Selection |
►

From: Paul C (clyder@GN.APC.ORG)
Date: Tue Sep 21 2004 - 16:55:42 EDT

Alejandro Valle Baeza wrote:

> Paul Cockshott wrote:
>> Recently Steedman (1998) proposed to measure such deviations by the 
>> angle between market price and value vectors, as pointed out by 
>> Cockshott. Nobody uses Euclidian distance to measure value-price 
>> deviation. Nevertheless is not clear to me if according to Paulís 
>> paper are all of them wrong? Could Paul explain practical 
>> implications of his paper for measuring labor value-price deviations?
>> ---------------------------------------------
>> I think that Steadman's measure is probably wrong, and that mean 
>> absolute deviation
>> is a more appropriate measure.
>> ---------------------------------------
> This is very important to me because you are finding bases to 
> intuitive approaches for measuring value price deviations. Could you 
> tell us more about why MAD seems more convenient than angle proposed 
> by Steedman?

◄

Stated exercise 1 | What did Steedman (1998) propose using to measure deviations, according to the forum thread?

Data entries |
►

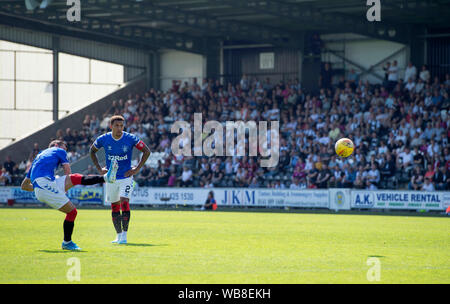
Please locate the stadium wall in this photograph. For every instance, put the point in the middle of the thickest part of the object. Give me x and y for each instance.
(21, 149)
(366, 53)
(131, 57)
(254, 61)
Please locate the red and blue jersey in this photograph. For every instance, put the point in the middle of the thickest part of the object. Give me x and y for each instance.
(120, 149)
(46, 162)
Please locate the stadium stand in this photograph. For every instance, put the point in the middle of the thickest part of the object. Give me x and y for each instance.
(400, 129)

◄

Stated exercise 2 | Rescale the records by repeating all their lines, requests included, but leave the pictures out. Multiply every x and y coordinate in the answers by 1.7 and round to whole numbers, with halves rounding up.

Correct result 1 | The angle between market price and value vectors.

Correct result 2 |
Please locate the stadium wall in this photograph. For every instance, put the point in the middle of the thickest part of the object. Give me x and y for each instance.
(36, 253)
(622, 90)
(223, 97)
(432, 104)
Please locate the red and blue jersey in this photograph. For every instance, put the point in the middle of the thickest part of the object. Give me x and y for each instance.
(204, 253)
(78, 275)
Please locate the stadium stand in this photograph. For every instance, put the point in the middle of the thickest part of the object. Give me x and y for each instance.
(680, 219)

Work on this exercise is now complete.